● **TEXT FOR ANALYSIS**:
- - - - -

Tastes like chicken
Snakes have long been prized in Asia, where they are used in traditional medicines, as well as in dishes such as Hong Kong’s famed snake soup. In recent years, snake farms have sprung up across Southeast Asia and China, catering to growing demand for snake meat and skins, used in luxury leather goods.
During his research, Natusch ate snake barbecued, sauteed on skewers, in curries and as jerky. He described the taste as similar to chicken, but a little more gamy. Because snakes don’t have limbs, very little is wasted in butchering, he said. And it is remarkably easy to fillet: “You just bring your knife along that backstrap and you get a four-meter-long piece of meat.”
Even so, Natusch acknowledges that snakes are unlikely to form a big part of Western diets any time soon. In his native Australia, he said, “the only good snake is a dead snake. People are pretty afraid of them.” (Pythons are nonvenomous and generally slow-moving, but they do have large teeth and may bite if provoked. They have been known to eat small pets including cats and dogs.)

- - - - -

● **PROVIDED MATERIAL**:
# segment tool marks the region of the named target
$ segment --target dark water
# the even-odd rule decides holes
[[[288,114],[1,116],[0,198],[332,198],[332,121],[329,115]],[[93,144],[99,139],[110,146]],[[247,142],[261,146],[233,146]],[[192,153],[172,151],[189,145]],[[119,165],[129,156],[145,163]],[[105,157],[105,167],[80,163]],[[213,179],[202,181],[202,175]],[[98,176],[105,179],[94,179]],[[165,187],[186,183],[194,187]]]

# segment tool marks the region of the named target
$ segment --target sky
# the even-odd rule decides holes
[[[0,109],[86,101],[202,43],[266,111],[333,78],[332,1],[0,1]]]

- - - - -

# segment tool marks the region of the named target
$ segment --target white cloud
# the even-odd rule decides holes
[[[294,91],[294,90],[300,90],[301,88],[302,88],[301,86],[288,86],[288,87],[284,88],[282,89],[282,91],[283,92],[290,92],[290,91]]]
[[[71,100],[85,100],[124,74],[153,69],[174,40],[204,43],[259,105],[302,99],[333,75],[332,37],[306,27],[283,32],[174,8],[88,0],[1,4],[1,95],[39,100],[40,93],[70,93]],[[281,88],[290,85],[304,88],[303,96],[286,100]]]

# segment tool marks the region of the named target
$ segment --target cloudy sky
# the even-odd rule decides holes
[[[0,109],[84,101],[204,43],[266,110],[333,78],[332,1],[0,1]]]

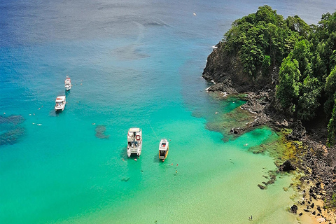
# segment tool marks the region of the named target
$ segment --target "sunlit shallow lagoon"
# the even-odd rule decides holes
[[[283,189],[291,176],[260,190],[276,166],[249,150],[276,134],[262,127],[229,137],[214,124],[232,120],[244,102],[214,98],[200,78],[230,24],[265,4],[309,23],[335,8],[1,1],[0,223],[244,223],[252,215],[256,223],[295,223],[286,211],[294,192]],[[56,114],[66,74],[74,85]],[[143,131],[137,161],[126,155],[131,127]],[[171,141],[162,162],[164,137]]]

- - - - -

● **TASKS AND EXERCISES**:
1. In the passage on eating snake meat, how did Natusch describe the taste of snake?
2. Pick up the passage on eating snake meat after its final sentence and carry it forward.

● **ANSWERS TO THE PROBLEMS**:
1. He said it tastes similar to chicken, but a little more gamy.

2.
In the United States, Burmese pythons are considered an invasive species, having proliferated in Florida’s Everglades, where they are hunted to cull the population. In a study last year, the U.S. Geological Survey described Florida’s python problem as “one of the most challenging invasive species management issues worldwide.”
Because store-bought meat is relatively inexpensive and easier to come by than catching these slippery creatures, Natusch doesn’t envision a future in which snake farming becomes a fix to America’s python woes. But he does see the snakes as a potential climate solution for farmers in places like Africa, where food insecurity is a growing problem as climate disasters outpace any innovation in farming techniques.